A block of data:
+++

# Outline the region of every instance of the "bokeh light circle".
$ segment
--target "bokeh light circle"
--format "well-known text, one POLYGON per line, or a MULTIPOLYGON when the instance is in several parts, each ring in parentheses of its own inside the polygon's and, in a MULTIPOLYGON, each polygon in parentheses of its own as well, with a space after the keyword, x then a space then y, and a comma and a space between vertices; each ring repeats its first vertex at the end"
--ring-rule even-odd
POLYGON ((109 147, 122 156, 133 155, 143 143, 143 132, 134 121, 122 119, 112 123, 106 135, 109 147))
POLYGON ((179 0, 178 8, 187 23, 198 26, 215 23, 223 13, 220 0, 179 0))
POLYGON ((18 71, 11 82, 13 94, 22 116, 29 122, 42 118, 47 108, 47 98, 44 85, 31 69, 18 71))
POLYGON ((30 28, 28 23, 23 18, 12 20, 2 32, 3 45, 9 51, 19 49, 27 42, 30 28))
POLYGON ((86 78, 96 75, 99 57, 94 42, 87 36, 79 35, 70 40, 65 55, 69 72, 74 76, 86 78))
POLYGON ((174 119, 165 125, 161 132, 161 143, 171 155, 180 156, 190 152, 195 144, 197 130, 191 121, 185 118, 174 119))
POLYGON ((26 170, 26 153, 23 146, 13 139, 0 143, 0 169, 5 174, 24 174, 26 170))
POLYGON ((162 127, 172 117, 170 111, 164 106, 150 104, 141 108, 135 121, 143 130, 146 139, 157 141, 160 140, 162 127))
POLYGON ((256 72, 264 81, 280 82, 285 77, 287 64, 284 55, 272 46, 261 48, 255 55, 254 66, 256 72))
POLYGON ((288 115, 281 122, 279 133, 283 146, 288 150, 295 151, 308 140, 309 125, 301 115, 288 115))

+++

**WHAT YOU SHOULD DO**.
Can you put each line of the listing above into a JSON list of strings, one string per line, leaving out any blank lines?

**WORKED ANSWER**.
[
  "# Outline the region of every instance of the \"bokeh light circle\".",
  "$ segment",
  "--target \"bokeh light circle\"",
  "--format \"well-known text, one POLYGON per line, or a MULTIPOLYGON when the instance is in several parts, each ring in parentheses of its own inside the polygon's and, in a MULTIPOLYGON, each polygon in parentheses of its own as well, with a space after the keyword, x then a space then y, and a comma and a space between vertices; each ring repeats its first vertex at the end\"",
  "--ring-rule even-odd",
  "POLYGON ((109 147, 122 156, 133 155, 143 143, 143 132, 134 121, 122 119, 112 123, 106 135, 109 147))",
  "POLYGON ((179 0, 178 8, 187 23, 198 26, 215 23, 223 13, 220 0, 179 0))",
  "POLYGON ((18 71, 11 82, 13 94, 22 116, 29 122, 42 118, 47 108, 47 98, 44 85, 31 69, 18 71))",
  "POLYGON ((30 28, 28 23, 23 18, 12 20, 2 32, 3 45, 9 51, 19 49, 27 42, 30 28))",
  "POLYGON ((86 78, 96 75, 99 57, 94 42, 87 36, 79 35, 70 40, 65 55, 69 72, 74 76, 86 78))",
  "POLYGON ((174 119, 165 125, 161 132, 161 143, 171 155, 180 156, 190 152, 195 144, 197 130, 191 121, 185 118, 174 119))",
  "POLYGON ((26 170, 26 153, 23 146, 13 139, 0 143, 0 169, 5 174, 24 174, 26 170))",
  "POLYGON ((162 127, 172 117, 170 111, 164 106, 150 104, 141 108, 135 121, 143 130, 146 139, 157 141, 160 140, 162 127))",
  "POLYGON ((256 72, 264 81, 280 82, 285 77, 287 64, 284 55, 272 46, 261 48, 255 55, 254 66, 256 72))",
  "POLYGON ((288 115, 281 122, 279 133, 283 146, 288 150, 295 151, 308 140, 309 125, 301 115, 288 115))"
]